WHAT IS EXPECTED: Count the lines of the data below that contain the word "woman". Give only the number.

╭─ INPUT FOR THIS TASK

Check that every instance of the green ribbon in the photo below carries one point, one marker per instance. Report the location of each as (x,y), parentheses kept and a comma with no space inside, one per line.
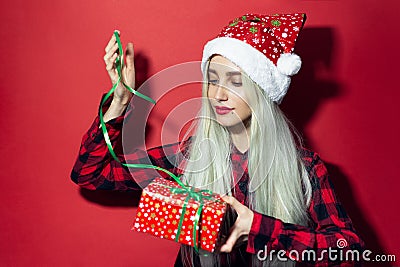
(185,189)
(197,195)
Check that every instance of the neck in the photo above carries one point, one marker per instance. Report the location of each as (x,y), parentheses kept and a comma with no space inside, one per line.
(240,137)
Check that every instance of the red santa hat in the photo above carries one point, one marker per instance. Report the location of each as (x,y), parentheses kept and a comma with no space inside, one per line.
(262,46)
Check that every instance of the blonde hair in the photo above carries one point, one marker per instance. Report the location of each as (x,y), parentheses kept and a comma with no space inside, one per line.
(279,185)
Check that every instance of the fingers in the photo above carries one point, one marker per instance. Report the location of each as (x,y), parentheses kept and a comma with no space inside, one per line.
(110,43)
(239,207)
(230,242)
(111,52)
(129,56)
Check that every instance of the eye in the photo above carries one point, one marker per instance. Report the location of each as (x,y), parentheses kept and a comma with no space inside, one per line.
(237,84)
(213,82)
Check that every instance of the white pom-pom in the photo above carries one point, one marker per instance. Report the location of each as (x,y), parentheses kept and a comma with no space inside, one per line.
(289,64)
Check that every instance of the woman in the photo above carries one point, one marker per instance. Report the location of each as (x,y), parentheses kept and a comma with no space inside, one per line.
(243,147)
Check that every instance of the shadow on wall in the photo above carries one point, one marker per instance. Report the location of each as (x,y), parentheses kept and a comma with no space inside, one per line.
(313,86)
(130,198)
(309,90)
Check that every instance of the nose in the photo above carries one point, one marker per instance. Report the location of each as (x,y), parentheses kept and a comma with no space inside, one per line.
(221,93)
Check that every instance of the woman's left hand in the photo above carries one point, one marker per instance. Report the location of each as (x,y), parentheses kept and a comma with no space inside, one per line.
(242,225)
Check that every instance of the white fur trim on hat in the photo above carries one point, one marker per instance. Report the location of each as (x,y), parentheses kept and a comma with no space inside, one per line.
(254,63)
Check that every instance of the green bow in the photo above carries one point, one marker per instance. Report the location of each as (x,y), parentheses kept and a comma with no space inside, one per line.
(197,195)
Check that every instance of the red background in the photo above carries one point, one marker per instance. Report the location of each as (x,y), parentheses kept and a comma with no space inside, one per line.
(52,76)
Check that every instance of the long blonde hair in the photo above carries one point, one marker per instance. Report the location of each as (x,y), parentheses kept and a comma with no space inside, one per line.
(279,185)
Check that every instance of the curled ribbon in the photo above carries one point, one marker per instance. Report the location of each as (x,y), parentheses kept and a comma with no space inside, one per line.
(197,195)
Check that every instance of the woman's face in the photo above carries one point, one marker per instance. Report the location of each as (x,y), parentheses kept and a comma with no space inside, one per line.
(227,94)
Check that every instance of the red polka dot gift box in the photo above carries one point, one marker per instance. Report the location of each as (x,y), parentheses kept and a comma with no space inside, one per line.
(186,215)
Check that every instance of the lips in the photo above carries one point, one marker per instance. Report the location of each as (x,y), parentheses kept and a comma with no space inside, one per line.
(222,110)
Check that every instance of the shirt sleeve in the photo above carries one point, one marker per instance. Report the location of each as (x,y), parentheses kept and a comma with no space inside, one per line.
(96,169)
(329,235)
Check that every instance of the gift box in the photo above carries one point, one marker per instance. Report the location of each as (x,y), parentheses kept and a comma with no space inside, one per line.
(186,215)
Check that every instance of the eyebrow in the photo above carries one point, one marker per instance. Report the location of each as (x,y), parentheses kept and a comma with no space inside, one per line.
(229,73)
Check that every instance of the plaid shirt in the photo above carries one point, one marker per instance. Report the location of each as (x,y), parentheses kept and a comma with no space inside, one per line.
(96,169)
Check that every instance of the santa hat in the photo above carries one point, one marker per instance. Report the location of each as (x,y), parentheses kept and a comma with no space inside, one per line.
(262,46)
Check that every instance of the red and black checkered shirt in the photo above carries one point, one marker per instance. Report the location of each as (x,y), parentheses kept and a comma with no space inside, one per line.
(95,169)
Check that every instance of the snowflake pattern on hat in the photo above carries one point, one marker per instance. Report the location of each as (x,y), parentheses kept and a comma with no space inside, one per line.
(262,46)
(271,35)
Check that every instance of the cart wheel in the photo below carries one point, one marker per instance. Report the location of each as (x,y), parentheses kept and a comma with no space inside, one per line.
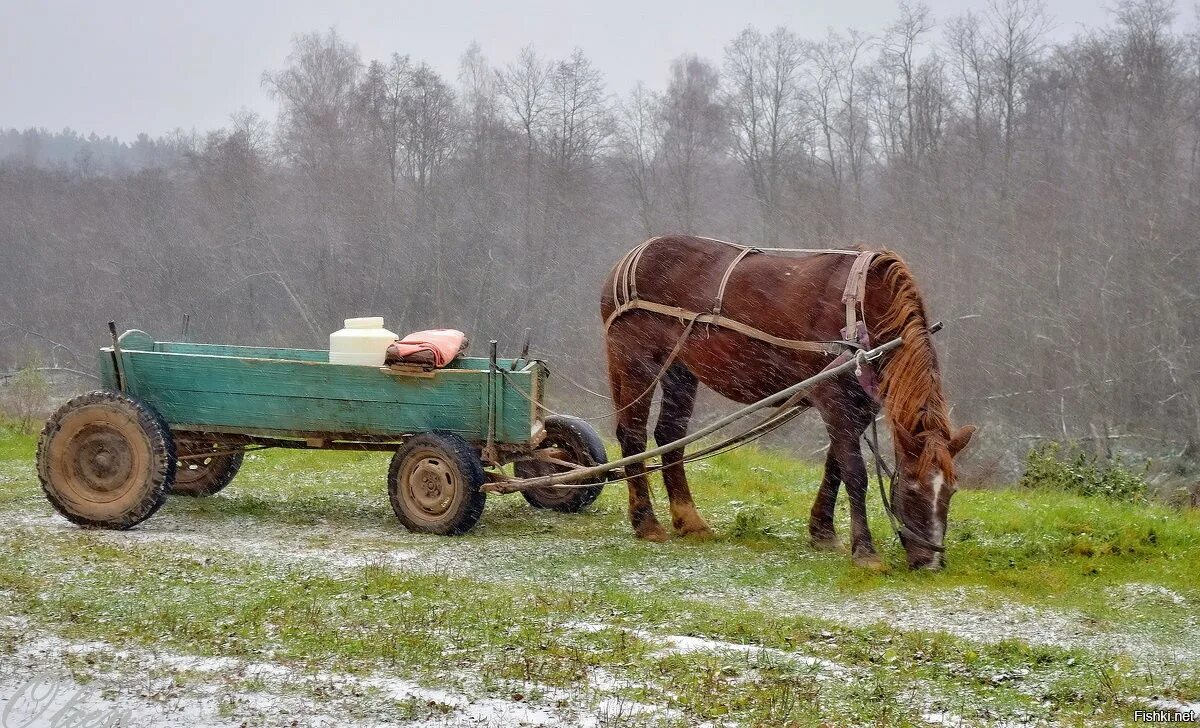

╰─

ANSWER: 3